» **Excerpted passage**
########
Let’s face it, cultivating mental fitness can be life-changing but, like most things worth pursuing, it can be difficult to achieve. I mean, running every day (or many times per week) is challenging for most people, and it takes commitment.

But beyond the numerous physical health benefits, running has impacted even the way I think, speak to, and “negotiate” with myself.

Here are a few ways how running has benefited me mentally, and changed my mindset.

Allow me to present some mental benefits of running and show you 5 specific ways running has contributed to my mental transformation.

1. Running teaches you to persevere in other areas of your life

Life lesson_running 3

Also, practice (and perseverance) makes perfect.

Or as Harv Eker puts it: “Every master was once a disaster”.

This means, don’t give up on something too soon or in the beginning only because you (think you) suck at it or it feels too hard. Especially if it’s something you want to do or think might be good for your health.

Give it time, and consistency.

If, and only if, after a couple of months of consistent efforts (I’d say, at least 3 times a week) you see no progress at all and you still absolutely hate it or it’s causing you harm, then you can give up.
########
» **Entries shown**

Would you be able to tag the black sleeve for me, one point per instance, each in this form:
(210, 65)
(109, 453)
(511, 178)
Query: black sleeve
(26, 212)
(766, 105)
########
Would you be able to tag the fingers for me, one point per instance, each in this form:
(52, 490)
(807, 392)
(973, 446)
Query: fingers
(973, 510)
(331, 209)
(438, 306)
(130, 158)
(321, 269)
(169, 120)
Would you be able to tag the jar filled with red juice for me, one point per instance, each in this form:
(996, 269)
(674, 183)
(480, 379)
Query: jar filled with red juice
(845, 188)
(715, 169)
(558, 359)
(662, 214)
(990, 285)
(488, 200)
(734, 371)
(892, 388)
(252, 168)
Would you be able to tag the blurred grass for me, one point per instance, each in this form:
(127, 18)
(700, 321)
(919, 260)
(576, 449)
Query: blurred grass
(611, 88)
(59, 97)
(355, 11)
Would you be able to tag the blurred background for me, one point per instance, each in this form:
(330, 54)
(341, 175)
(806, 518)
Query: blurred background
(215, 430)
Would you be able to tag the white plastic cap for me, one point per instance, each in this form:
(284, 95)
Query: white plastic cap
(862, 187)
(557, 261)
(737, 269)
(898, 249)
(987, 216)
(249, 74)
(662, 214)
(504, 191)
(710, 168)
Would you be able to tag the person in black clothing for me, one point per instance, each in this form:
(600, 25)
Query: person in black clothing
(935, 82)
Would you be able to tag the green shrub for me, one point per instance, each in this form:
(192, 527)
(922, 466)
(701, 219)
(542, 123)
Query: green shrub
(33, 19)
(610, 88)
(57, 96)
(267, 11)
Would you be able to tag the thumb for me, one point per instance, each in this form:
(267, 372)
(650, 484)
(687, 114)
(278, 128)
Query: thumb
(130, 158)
########
» **Exercise set**
**A)** Duplicate everything in the passage on running from "Give it time, and" down to "can give up.".
**B)** In the passage on running, who is quoted as saying "Every master was once a disaster"?
**C)** Supply the next part of the passage on running, starting after its final sentence.

» **Exercise responses**
**A)**
Give it time, and consistency.

If, and only if, after a couple of months of consistent efforts (I’d say, at least 3 times a week) you see no progress at all and you still absolutely hate it or it’s causing you harm, then you can give up.

**B)** Harv Eker.

**C)**
Quitting before that will only guarantee that you keep missing on opportunities that could have otherwise changed your life.

2. It’s not about what you like, it’s about what you want

Between the ages of 15 to 31, I was certain I hated running.

I was convinced it was not a sport for me: I was ‘not good at it’, I didn’t experience pleasure doing it and for the life of me, I could not understand why anyone would wake up one day and decide to go for a run. Then again I had only tried a few times here and there in high school, and only because I was forced to do it.

Fast-forward 15 years later, I started running. Why running? Well, for a bunch of random reasons but I will not bore you with the details here. Let’s just say it was my only option and I was desperate.

During the first days, desperation was my main motivator. It was either this or death (I’m not being overly dramatic here).

So I persevered.

I woke up every day and went for a run. It was my only non-negotiable goal for the day. It didn’t matter if the rest of my days were still crappy, my mornings were all the same: wake up, drink water, eat a banana, put on my running shoes, and go.

After a couple of months, something extraordinary happened. I started to want to run.

I had formed a habit. By consistently doing the same things in the same order every day (well, almost every day), I had conditioned myself, and formed a new habit!

Suddenly, on days when I didn’t run, something was missing: I had an urge, an itch to put on my shoes and run.

Was I starting to enjoy this?? But I thought I hated it!?

And so I started taking it more and more seriously, running a minimum of 4 times per week. For the first time in years, I was proud of myself. Fast forward just 3 months later, and I could run 10k!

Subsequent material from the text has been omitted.